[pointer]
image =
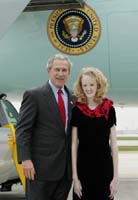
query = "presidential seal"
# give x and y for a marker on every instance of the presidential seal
(74, 31)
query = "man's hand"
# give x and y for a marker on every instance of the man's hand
(28, 169)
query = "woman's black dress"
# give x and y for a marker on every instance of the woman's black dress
(94, 164)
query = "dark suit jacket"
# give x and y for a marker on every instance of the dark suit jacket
(40, 134)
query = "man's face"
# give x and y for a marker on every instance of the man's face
(59, 72)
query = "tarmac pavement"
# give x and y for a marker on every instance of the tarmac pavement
(128, 180)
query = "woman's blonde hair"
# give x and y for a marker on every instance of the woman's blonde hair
(101, 85)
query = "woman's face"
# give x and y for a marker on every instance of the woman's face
(89, 86)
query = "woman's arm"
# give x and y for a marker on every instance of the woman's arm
(114, 148)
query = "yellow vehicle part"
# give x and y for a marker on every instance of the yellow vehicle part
(12, 144)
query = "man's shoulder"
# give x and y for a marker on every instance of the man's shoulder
(37, 90)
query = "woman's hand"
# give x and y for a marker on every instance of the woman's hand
(113, 187)
(77, 187)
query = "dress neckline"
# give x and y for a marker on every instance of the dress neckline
(100, 110)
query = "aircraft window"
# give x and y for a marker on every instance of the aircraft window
(11, 112)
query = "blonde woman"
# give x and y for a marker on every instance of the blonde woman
(94, 146)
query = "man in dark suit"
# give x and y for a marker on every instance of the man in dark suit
(43, 140)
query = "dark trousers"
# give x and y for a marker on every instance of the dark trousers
(48, 190)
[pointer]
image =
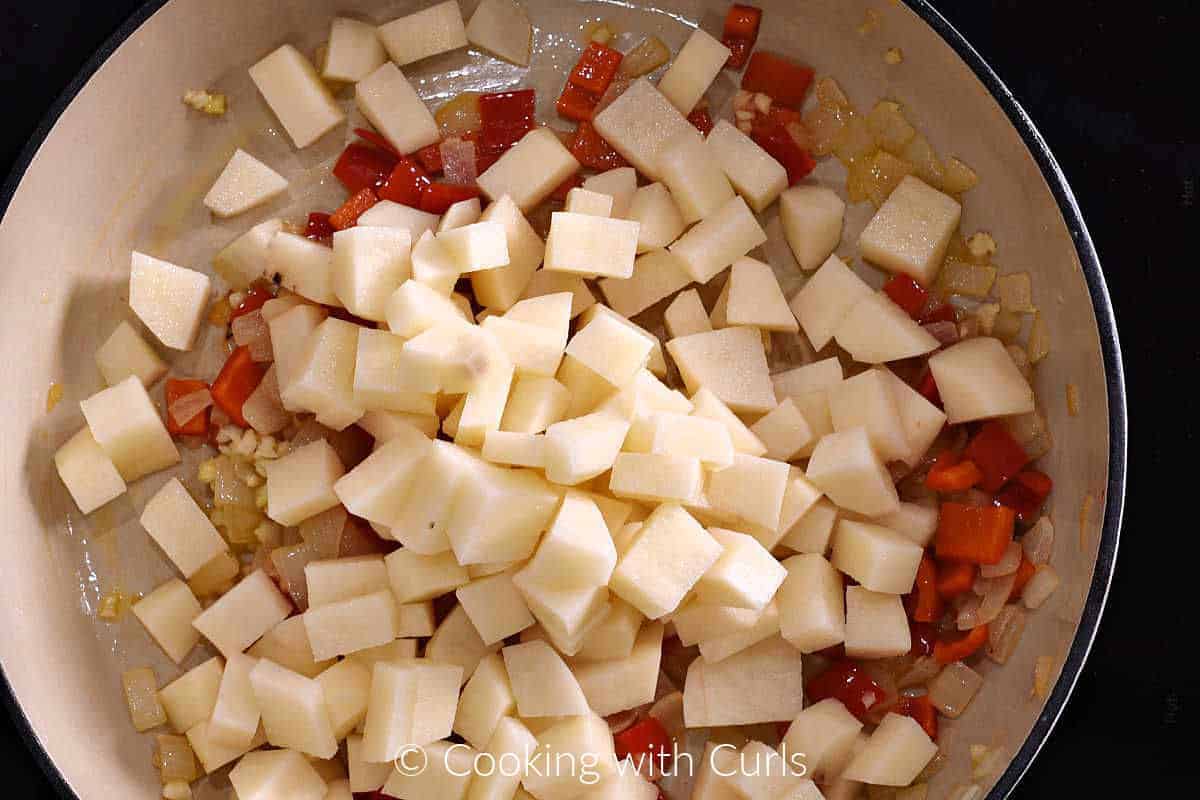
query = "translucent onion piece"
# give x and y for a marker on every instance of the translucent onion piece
(954, 687)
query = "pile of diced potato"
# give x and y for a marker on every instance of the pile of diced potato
(539, 461)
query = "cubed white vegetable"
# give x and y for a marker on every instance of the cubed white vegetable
(171, 300)
(295, 92)
(244, 184)
(911, 230)
(394, 108)
(978, 380)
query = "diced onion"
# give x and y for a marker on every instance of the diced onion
(954, 687)
(1041, 587)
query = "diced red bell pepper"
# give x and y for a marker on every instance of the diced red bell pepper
(907, 294)
(701, 120)
(238, 380)
(198, 425)
(775, 139)
(850, 684)
(347, 216)
(591, 149)
(595, 68)
(997, 455)
(437, 198)
(364, 167)
(318, 228)
(741, 32)
(1026, 493)
(646, 741)
(784, 79)
(975, 534)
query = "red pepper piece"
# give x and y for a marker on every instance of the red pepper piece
(997, 455)
(364, 167)
(784, 79)
(238, 380)
(198, 425)
(405, 184)
(850, 684)
(437, 198)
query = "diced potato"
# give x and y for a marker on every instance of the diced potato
(354, 50)
(529, 170)
(720, 239)
(978, 379)
(895, 753)
(295, 92)
(591, 246)
(876, 330)
(243, 614)
(437, 29)
(876, 625)
(503, 29)
(665, 561)
(911, 230)
(659, 216)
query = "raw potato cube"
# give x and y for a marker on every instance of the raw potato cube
(827, 299)
(295, 92)
(369, 265)
(640, 124)
(495, 606)
(437, 29)
(541, 683)
(354, 50)
(394, 108)
(977, 380)
(877, 557)
(876, 330)
(171, 300)
(697, 64)
(813, 218)
(911, 230)
(124, 354)
(876, 625)
(503, 29)
(846, 468)
(666, 559)
(761, 684)
(659, 216)
(581, 200)
(349, 625)
(895, 753)
(745, 576)
(811, 603)
(244, 614)
(271, 774)
(244, 184)
(301, 483)
(784, 431)
(705, 361)
(191, 697)
(581, 449)
(591, 246)
(754, 173)
(756, 300)
(531, 170)
(181, 529)
(695, 179)
(621, 185)
(89, 475)
(868, 401)
(720, 239)
(125, 423)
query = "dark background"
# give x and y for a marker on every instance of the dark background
(1111, 86)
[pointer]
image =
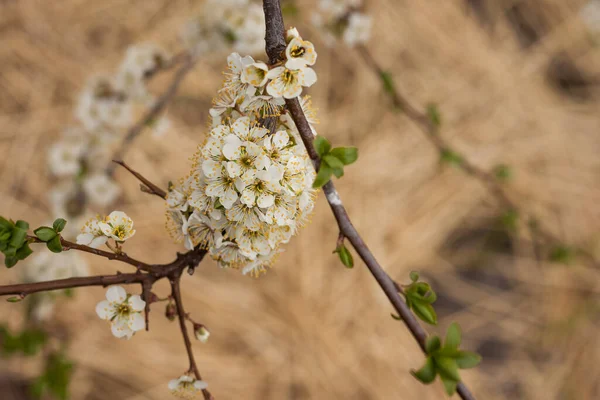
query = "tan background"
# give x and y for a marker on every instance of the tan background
(311, 329)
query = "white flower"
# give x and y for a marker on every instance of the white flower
(358, 30)
(186, 387)
(255, 74)
(91, 234)
(201, 333)
(65, 158)
(101, 190)
(118, 226)
(300, 53)
(288, 83)
(124, 311)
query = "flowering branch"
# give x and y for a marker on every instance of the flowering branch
(430, 126)
(157, 108)
(274, 47)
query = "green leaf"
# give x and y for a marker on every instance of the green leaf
(427, 373)
(424, 311)
(24, 252)
(432, 344)
(453, 337)
(434, 116)
(503, 172)
(323, 176)
(388, 82)
(11, 261)
(59, 224)
(54, 245)
(467, 359)
(449, 157)
(322, 145)
(333, 162)
(44, 233)
(345, 256)
(414, 276)
(449, 384)
(447, 366)
(22, 224)
(347, 155)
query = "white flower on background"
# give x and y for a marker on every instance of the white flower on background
(288, 83)
(91, 234)
(186, 387)
(358, 30)
(118, 226)
(123, 310)
(101, 190)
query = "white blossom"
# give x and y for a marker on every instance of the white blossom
(123, 310)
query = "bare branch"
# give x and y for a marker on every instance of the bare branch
(147, 186)
(154, 111)
(274, 22)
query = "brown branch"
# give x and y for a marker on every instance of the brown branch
(488, 180)
(154, 111)
(176, 294)
(146, 185)
(274, 22)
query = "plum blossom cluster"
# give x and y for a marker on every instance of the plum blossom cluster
(105, 109)
(224, 26)
(250, 188)
(342, 19)
(98, 230)
(123, 311)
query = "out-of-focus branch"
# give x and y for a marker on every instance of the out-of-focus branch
(146, 186)
(153, 112)
(274, 22)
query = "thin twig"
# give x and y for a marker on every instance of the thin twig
(147, 186)
(157, 108)
(274, 22)
(176, 294)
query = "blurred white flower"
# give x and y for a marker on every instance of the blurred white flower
(123, 310)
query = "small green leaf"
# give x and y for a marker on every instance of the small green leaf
(332, 161)
(11, 261)
(345, 256)
(424, 311)
(59, 224)
(432, 344)
(323, 176)
(54, 245)
(347, 155)
(449, 384)
(427, 373)
(388, 82)
(448, 367)
(434, 116)
(322, 145)
(414, 276)
(467, 359)
(45, 234)
(453, 337)
(503, 172)
(22, 224)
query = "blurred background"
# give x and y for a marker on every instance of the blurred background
(516, 82)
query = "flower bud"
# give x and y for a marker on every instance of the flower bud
(201, 333)
(171, 311)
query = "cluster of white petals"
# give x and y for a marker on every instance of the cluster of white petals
(123, 310)
(225, 26)
(342, 19)
(250, 188)
(186, 387)
(105, 110)
(96, 231)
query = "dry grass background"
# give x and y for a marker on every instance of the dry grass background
(510, 78)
────────
Leaving aside the pictures, copy the listing above exactly.

[pointer]
image =
query = "presidential seal"
# give x and y for a marker on every instance of the presidential seal
(74, 31)
query = "man's hand"
# give x and y for a marker on every instance of the man's hand
(28, 169)
query = "woman's black dress"
# give x and y for a marker on every instance of the woman's black dress
(94, 164)
query = "dark suit jacket"
# give x and y for a marker on every instance of the dark suit jacket
(40, 134)
query = "man's face"
# give x and y for a marker on every instance of the man's face
(59, 72)
query = "tarmac pavement"
# give x and y for a marker on every instance of the tarmac pavement
(128, 180)
query = "woman's blonde hair"
# give x and y for a marker on every instance of the woman's blonde hair
(101, 85)
query = "woman's face"
# give x and y for a marker on every instance of the woman's face
(89, 86)
query = "woman's arm"
# give x and y for a marker on every instance of the woman's arm
(114, 148)
query = "yellow vehicle part"
# give x and y for a marker on every instance of the yellow vehicle part
(12, 144)
query = "man's shoulder"
# give x and y for a marker on every instance of the man's shoulder
(37, 90)
query = "woman's hand"
# give x and y for a marker on every instance of the woman's hand
(113, 187)
(77, 187)
query = "dress neckline"
# give x and y for a marker on every instance of the dress neckline
(100, 110)
query = "aircraft window"
# give x and y for a marker on every instance of the aircraft window
(11, 112)
query = "blonde woman"
# give x and y for a marker on every instance of the blonde woman
(94, 146)
query = "man in dark suit"
# give x and y for a marker on every instance of the man in dark suit
(43, 140)
query = "dark trousers"
# give x and y for a marker on every instance of the dark trousers
(48, 190)
[pointer]
image =
query = "translucent onion piece"
# give x and y for a marker on every instance of the translucent onion piece
(954, 687)
query = "pile of diced potato"
# give x and y for a marker on every instance of the pile of diced potato
(539, 461)
query = "cubed white vegetable"
# give x and y for a marker on every instance of the cubed white vegetable
(171, 300)
(295, 92)
(244, 184)
(911, 230)
(394, 108)
(978, 380)
query = "diced onion"
# give x and y for a marker on every instance of the diced onion
(954, 687)
(1041, 587)
query = "diced red bell pepper"
# give x and y for a marker on every instance of the diced red bell pepper
(907, 294)
(701, 120)
(238, 380)
(198, 425)
(775, 139)
(850, 684)
(347, 216)
(591, 149)
(595, 68)
(997, 455)
(437, 198)
(364, 167)
(318, 228)
(741, 32)
(1026, 493)
(646, 741)
(784, 79)
(975, 534)
query = "red pepper piece"
# give x and y for a marker on every instance of the red pepper piece
(997, 455)
(364, 167)
(784, 79)
(238, 380)
(198, 425)
(405, 184)
(850, 684)
(437, 198)
query = "diced potato"
# give x and y for a marker on every instance of the diced potato
(354, 50)
(529, 170)
(720, 239)
(978, 379)
(895, 753)
(295, 92)
(591, 246)
(876, 330)
(243, 614)
(437, 29)
(876, 625)
(503, 29)
(665, 561)
(911, 230)
(659, 216)
query = "raw potato cube"
# give x and y for a marker on every instance of the raw potato cube
(827, 299)
(295, 92)
(369, 265)
(640, 124)
(495, 606)
(437, 29)
(541, 683)
(354, 50)
(394, 108)
(977, 380)
(877, 557)
(876, 330)
(171, 300)
(697, 64)
(813, 218)
(911, 230)
(124, 354)
(876, 625)
(503, 29)
(846, 468)
(666, 559)
(761, 684)
(659, 216)
(581, 200)
(349, 625)
(895, 753)
(745, 576)
(811, 603)
(244, 614)
(271, 774)
(244, 184)
(301, 483)
(784, 431)
(705, 361)
(191, 697)
(581, 449)
(591, 246)
(754, 173)
(756, 300)
(531, 170)
(181, 529)
(695, 179)
(621, 185)
(89, 475)
(868, 401)
(720, 239)
(125, 423)
query = "dark background"
# give x and y for a marker on every instance of the dark background
(1111, 86)
[pointer]
image =
query = "tan background"
# give x and y for a marker on every instance of the tan background
(311, 329)
query = "white flower"
# give x and y for a marker on every instance of the white flower
(358, 30)
(186, 387)
(255, 74)
(91, 234)
(201, 333)
(65, 158)
(101, 190)
(118, 226)
(300, 53)
(288, 83)
(124, 311)
query = "flowering branch"
# give x and y for a marker on every instance of the flowering branch
(430, 126)
(157, 108)
(274, 47)
query = "green leaf"
# give x and y for a marker on every instance of the green leaf
(427, 373)
(424, 311)
(24, 252)
(432, 344)
(453, 337)
(434, 116)
(503, 172)
(323, 176)
(388, 82)
(11, 261)
(59, 224)
(54, 245)
(467, 359)
(449, 157)
(322, 145)
(333, 162)
(44, 233)
(345, 256)
(414, 276)
(449, 384)
(447, 366)
(22, 224)
(347, 155)
query = "white flower on background"
# give x and y for a marker on every instance of the white flower on background
(288, 83)
(91, 234)
(186, 387)
(358, 30)
(118, 226)
(123, 310)
(101, 190)
query = "white blossom"
# give x and y for a marker on every instance of the white blossom
(123, 310)
query = "bare branch"
# give x and y for a marker on every instance of the bare branch
(147, 186)
(154, 111)
(274, 22)
query = "brown branch"
# give x and y for a marker on every instance of the brown branch
(488, 180)
(154, 111)
(176, 294)
(146, 185)
(274, 22)
query = "plum blossom cluster"
# give x and y for a marker on every instance of the plum blossom cluster
(105, 109)
(224, 26)
(250, 188)
(342, 19)
(98, 230)
(123, 311)
query = "out-of-focus branch"
# give x and y for a marker on every instance of the out-of-focus branch
(146, 186)
(153, 112)
(274, 22)
query = "thin twig"
# give x and y for a marker on every instance of the thin twig
(147, 186)
(157, 108)
(274, 22)
(176, 294)
query = "blurred white flower"
# give x and y for a marker on every instance of the blurred white flower
(123, 310)
query = "small green leaf"
# give x and y for a marker on every instance of the small green leaf
(332, 161)
(11, 261)
(345, 256)
(424, 311)
(59, 224)
(432, 344)
(323, 176)
(54, 245)
(347, 155)
(449, 384)
(427, 373)
(388, 82)
(448, 367)
(434, 116)
(322, 145)
(414, 276)
(467, 359)
(45, 234)
(453, 337)
(503, 172)
(22, 224)
query = "blurred background"
# give x and y for a marker on every instance of the blurred background
(516, 82)
query = "flower bud"
# give x and y for a marker on every instance of the flower bud
(201, 333)
(171, 311)
query = "cluster of white petals"
# give x and y for a marker on every instance of the cluster of white petals
(123, 310)
(225, 26)
(342, 19)
(250, 188)
(186, 387)
(105, 110)
(96, 231)
query = "dry grass background"
# give x and y for a marker on every instance of the dry grass background
(510, 78)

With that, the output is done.